Your objective
The whole listing, except its pictures, is to be repeated exactly.

########################################

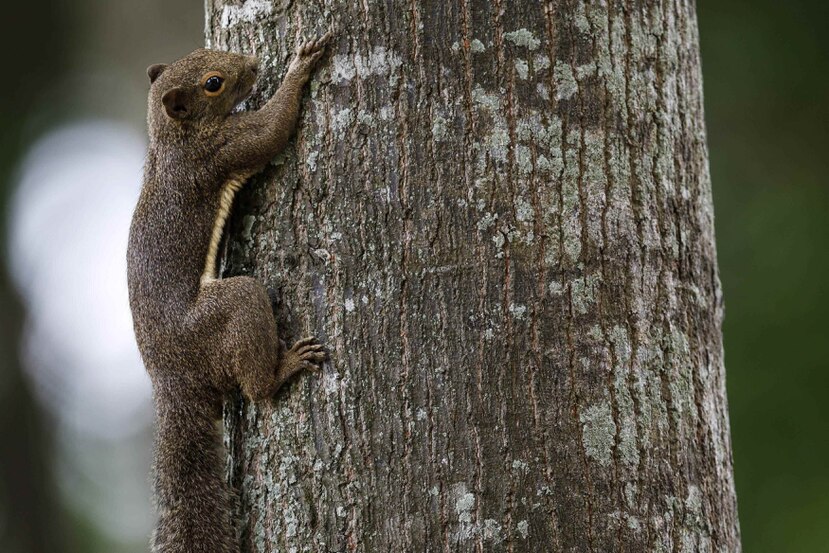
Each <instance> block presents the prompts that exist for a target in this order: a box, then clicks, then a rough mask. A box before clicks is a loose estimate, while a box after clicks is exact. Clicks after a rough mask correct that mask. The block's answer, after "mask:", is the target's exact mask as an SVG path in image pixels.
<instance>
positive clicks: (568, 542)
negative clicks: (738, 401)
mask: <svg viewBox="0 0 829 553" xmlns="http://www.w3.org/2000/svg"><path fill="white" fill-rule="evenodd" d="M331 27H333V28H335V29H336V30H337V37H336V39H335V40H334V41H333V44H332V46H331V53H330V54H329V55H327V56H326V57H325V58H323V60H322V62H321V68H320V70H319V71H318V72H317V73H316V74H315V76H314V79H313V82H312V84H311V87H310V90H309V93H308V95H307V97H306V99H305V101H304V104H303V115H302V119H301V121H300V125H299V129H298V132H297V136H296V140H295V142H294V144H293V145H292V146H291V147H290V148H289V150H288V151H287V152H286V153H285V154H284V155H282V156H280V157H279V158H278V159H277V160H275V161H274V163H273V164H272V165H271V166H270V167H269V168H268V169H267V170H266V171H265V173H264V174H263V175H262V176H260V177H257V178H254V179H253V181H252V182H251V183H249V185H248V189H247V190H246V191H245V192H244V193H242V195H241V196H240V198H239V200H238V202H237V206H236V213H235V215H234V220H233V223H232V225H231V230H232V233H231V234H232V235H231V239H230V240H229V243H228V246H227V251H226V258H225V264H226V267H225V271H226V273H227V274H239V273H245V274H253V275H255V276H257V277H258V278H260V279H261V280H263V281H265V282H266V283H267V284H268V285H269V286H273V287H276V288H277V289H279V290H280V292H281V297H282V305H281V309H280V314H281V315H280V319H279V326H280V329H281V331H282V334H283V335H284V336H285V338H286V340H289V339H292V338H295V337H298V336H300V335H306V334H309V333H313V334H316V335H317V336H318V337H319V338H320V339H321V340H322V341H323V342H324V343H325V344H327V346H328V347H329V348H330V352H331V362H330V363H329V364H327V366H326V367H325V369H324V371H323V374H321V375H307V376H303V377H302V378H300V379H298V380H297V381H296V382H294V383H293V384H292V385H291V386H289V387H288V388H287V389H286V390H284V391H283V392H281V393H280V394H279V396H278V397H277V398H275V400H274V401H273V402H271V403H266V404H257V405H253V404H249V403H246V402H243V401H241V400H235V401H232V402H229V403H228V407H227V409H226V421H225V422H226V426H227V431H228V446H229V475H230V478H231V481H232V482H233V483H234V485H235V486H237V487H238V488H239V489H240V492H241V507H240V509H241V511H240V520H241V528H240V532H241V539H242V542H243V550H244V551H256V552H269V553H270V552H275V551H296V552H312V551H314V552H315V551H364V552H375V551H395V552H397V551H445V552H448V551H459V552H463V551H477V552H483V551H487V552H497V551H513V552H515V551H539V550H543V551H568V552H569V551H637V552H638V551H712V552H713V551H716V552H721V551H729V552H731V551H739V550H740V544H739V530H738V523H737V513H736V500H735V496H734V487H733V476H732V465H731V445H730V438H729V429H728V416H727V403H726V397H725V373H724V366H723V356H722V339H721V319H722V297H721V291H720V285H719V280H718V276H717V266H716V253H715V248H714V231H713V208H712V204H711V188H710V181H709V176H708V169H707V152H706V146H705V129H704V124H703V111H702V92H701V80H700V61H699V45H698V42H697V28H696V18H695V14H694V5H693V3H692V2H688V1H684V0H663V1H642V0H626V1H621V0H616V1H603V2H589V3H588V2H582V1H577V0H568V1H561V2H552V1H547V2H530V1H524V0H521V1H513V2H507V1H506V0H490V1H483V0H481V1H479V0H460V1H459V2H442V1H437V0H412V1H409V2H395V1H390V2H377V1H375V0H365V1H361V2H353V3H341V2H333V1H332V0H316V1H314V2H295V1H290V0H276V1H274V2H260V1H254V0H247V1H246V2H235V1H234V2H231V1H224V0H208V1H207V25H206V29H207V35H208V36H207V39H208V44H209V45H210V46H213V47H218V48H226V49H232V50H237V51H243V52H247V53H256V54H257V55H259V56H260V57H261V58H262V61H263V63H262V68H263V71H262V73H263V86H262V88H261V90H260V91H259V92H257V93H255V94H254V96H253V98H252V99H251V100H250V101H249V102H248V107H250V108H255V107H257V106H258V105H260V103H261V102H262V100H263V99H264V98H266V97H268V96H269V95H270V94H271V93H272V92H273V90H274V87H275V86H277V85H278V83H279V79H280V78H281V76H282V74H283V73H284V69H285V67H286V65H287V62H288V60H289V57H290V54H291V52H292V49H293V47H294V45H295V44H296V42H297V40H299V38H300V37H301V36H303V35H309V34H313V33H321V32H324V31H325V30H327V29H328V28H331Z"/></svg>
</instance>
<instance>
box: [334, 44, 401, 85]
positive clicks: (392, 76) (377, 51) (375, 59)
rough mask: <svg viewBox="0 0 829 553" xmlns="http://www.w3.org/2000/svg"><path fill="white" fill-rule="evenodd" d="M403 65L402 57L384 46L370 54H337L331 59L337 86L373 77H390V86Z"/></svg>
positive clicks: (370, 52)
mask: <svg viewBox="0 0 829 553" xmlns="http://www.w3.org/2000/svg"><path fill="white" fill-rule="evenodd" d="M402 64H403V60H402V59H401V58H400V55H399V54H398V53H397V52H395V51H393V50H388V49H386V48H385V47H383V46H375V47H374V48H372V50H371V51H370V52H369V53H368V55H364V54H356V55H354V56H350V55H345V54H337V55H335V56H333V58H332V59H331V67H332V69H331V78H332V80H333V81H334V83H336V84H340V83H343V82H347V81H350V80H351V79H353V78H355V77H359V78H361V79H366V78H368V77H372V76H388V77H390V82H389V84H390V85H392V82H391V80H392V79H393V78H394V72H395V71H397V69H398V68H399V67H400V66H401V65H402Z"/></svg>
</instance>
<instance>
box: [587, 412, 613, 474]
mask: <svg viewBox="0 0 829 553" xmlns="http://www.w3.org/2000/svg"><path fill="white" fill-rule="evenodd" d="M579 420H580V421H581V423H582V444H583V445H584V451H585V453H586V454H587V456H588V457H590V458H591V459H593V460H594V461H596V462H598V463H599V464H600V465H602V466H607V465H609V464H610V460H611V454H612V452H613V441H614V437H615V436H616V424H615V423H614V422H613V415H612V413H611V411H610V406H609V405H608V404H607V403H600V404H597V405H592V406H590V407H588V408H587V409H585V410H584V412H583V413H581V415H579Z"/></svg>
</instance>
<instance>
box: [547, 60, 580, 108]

########################################

Output for this exercise
Each <instance> block presents the prompts that exist for a target in this order: a box, then clicks, then a rough mask. A box before clicks is a loose estimate, while a box after clicks is exact. Clicks after a rough mask correct that mask. The block's answer, after "mask:", is the target's exact mask as an SVG path in image pixels.
<instance>
positive clicks: (568, 542)
negative clicks: (738, 401)
mask: <svg viewBox="0 0 829 553" xmlns="http://www.w3.org/2000/svg"><path fill="white" fill-rule="evenodd" d="M331 27H333V28H335V29H336V30H337V37H336V39H335V40H334V41H333V44H332V46H331V53H330V54H329V55H327V56H326V57H325V58H323V60H322V62H321V68H320V70H319V71H318V72H317V73H316V74H315V76H314V79H313V82H312V84H311V87H310V90H309V93H308V95H307V97H306V99H305V101H304V104H303V115H302V119H301V121H300V125H299V129H298V132H297V136H296V140H295V142H294V144H293V145H292V146H291V147H290V148H289V150H288V151H287V152H286V153H285V154H284V155H282V156H280V157H279V158H278V159H277V160H275V161H274V163H273V164H272V165H271V166H270V167H269V168H268V169H267V170H266V171H265V173H264V174H263V175H262V176H260V177H257V178H254V179H253V181H252V182H251V183H249V185H248V189H247V190H246V191H245V192H244V193H242V195H241V196H240V198H239V200H238V202H237V206H236V213H235V215H234V220H233V223H232V225H231V230H232V233H231V234H232V235H231V239H230V240H229V243H228V246H227V251H226V258H225V264H226V267H225V271H226V273H227V274H239V273H245V274H253V275H255V276H257V277H258V278H260V279H261V280H263V281H265V282H266V283H267V284H268V285H269V286H273V287H276V288H277V289H279V290H280V292H281V297H282V305H281V309H280V314H281V315H280V319H279V326H280V329H281V331H282V334H283V335H284V336H285V338H286V340H289V339H292V338H295V337H298V336H300V335H306V334H309V333H313V334H316V335H317V336H318V337H319V338H320V339H321V340H322V341H323V342H324V343H325V344H327V346H328V347H329V348H330V352H331V362H330V363H329V364H327V366H326V367H325V369H324V371H323V374H321V375H307V376H303V377H302V378H300V379H298V380H297V381H296V382H294V383H293V384H292V385H291V386H289V387H288V388H287V389H286V390H284V391H283V392H281V393H280V394H279V396H278V397H277V398H275V400H274V401H273V402H271V403H266V404H257V405H253V404H249V403H246V402H243V401H241V400H235V401H232V402H229V403H228V407H227V409H226V421H225V422H226V426H227V431H228V446H229V475H230V478H231V481H232V482H233V483H234V485H235V486H237V487H238V488H239V489H240V492H241V507H240V509H241V511H240V520H241V528H240V532H241V539H242V542H243V550H244V551H256V552H269V553H270V552H275V551H296V552H312V551H314V552H315V551H364V552H375V551H395V552H397V551H445V552H448V551H459V552H463V551H477V552H483V551H487V552H497V551H513V552H515V551H539V550H543V551H568V552H569V551H637V552H638V551H712V552H713V551H716V552H721V551H729V552H731V551H739V550H740V544H739V530H738V523H737V513H736V500H735V496H734V487H733V476H732V465H731V445H730V438H729V429H728V416H727V403H726V397H725V373H724V366H723V356H722V339H721V319H722V297H721V291H720V285H719V280H718V276H717V266H716V253H715V248H714V231H713V208H712V204H711V188H710V181H709V176H708V169H707V152H706V146H705V129H704V124H703V111H702V92H701V80H700V61H699V45H698V42H697V28H696V18H695V14H694V5H693V3H692V2H688V1H684V0H663V1H642V0H626V1H621V0H616V1H603V2H589V3H588V2H582V1H577V0H568V1H561V2H552V1H547V2H530V1H524V0H521V1H513V2H507V1H506V0H490V1H483V0H481V1H479V0H460V1H459V2H442V1H437V0H412V1H409V2H395V1H390V2H377V1H375V0H365V1H361V2H353V3H341V2H333V1H332V0H316V1H314V2H295V1H290V0H276V1H274V2H260V1H254V0H247V1H246V2H235V1H234V2H231V1H224V0H208V1H207V25H206V29H207V35H208V36H207V39H208V44H209V45H210V46H213V47H218V48H226V49H232V50H237V51H243V52H247V53H256V54H257V55H259V56H260V57H261V58H262V61H263V63H262V68H263V71H262V73H263V86H262V88H261V90H260V91H259V92H257V93H255V94H254V96H253V98H252V99H251V100H250V101H249V102H248V107H250V108H255V107H257V106H258V105H260V103H261V102H262V100H263V99H264V98H266V97H268V96H269V95H270V94H271V93H272V92H273V90H274V87H275V86H277V85H278V83H279V79H280V78H281V76H282V74H283V73H284V69H285V67H286V65H287V62H288V60H289V57H290V54H291V52H292V49H293V47H294V45H295V44H296V42H297V40H299V38H300V37H301V36H303V35H309V34H313V33H321V32H324V31H325V30H327V29H328V28H331Z"/></svg>
</instance>
<instance>
box: [334, 44, 401, 85]
positive clicks: (392, 76) (377, 51) (375, 59)
rough mask: <svg viewBox="0 0 829 553" xmlns="http://www.w3.org/2000/svg"><path fill="white" fill-rule="evenodd" d="M403 65L402 57L384 46L370 54H337L331 59L337 86L373 77H390V86Z"/></svg>
positive clicks: (370, 52)
mask: <svg viewBox="0 0 829 553" xmlns="http://www.w3.org/2000/svg"><path fill="white" fill-rule="evenodd" d="M402 64H403V60H402V59H401V58H400V55H399V54H398V53H397V52H395V51H393V50H388V49H386V48H385V47H383V46H375V47H374V48H372V50H371V51H370V52H369V53H368V55H364V54H356V55H354V56H350V55H345V54H337V55H335V56H333V58H332V59H331V67H332V69H331V78H332V80H333V81H334V83H336V84H340V83H343V82H347V81H350V80H351V79H353V78H355V77H359V78H361V79H366V78H368V77H372V76H388V77H390V82H389V84H390V85H392V82H391V80H392V79H393V78H394V72H395V71H397V69H398V68H399V67H400V66H401V65H402Z"/></svg>
</instance>
<instance>
box: [587, 412, 613, 474]
mask: <svg viewBox="0 0 829 553" xmlns="http://www.w3.org/2000/svg"><path fill="white" fill-rule="evenodd" d="M579 420H580V421H581V423H582V444H583V445H584V451H585V453H586V454H587V456H588V457H590V458H591V459H593V460H594V461H596V462H598V463H599V464H600V465H602V466H607V465H609V464H610V460H611V454H612V452H613V441H614V437H615V436H616V424H615V423H614V422H613V415H612V413H611V411H610V406H609V405H608V404H607V403H600V404H597V405H592V406H590V407H588V408H587V409H585V410H584V412H583V413H581V415H579Z"/></svg>
</instance>
<instance>
box: [547, 60, 580, 108]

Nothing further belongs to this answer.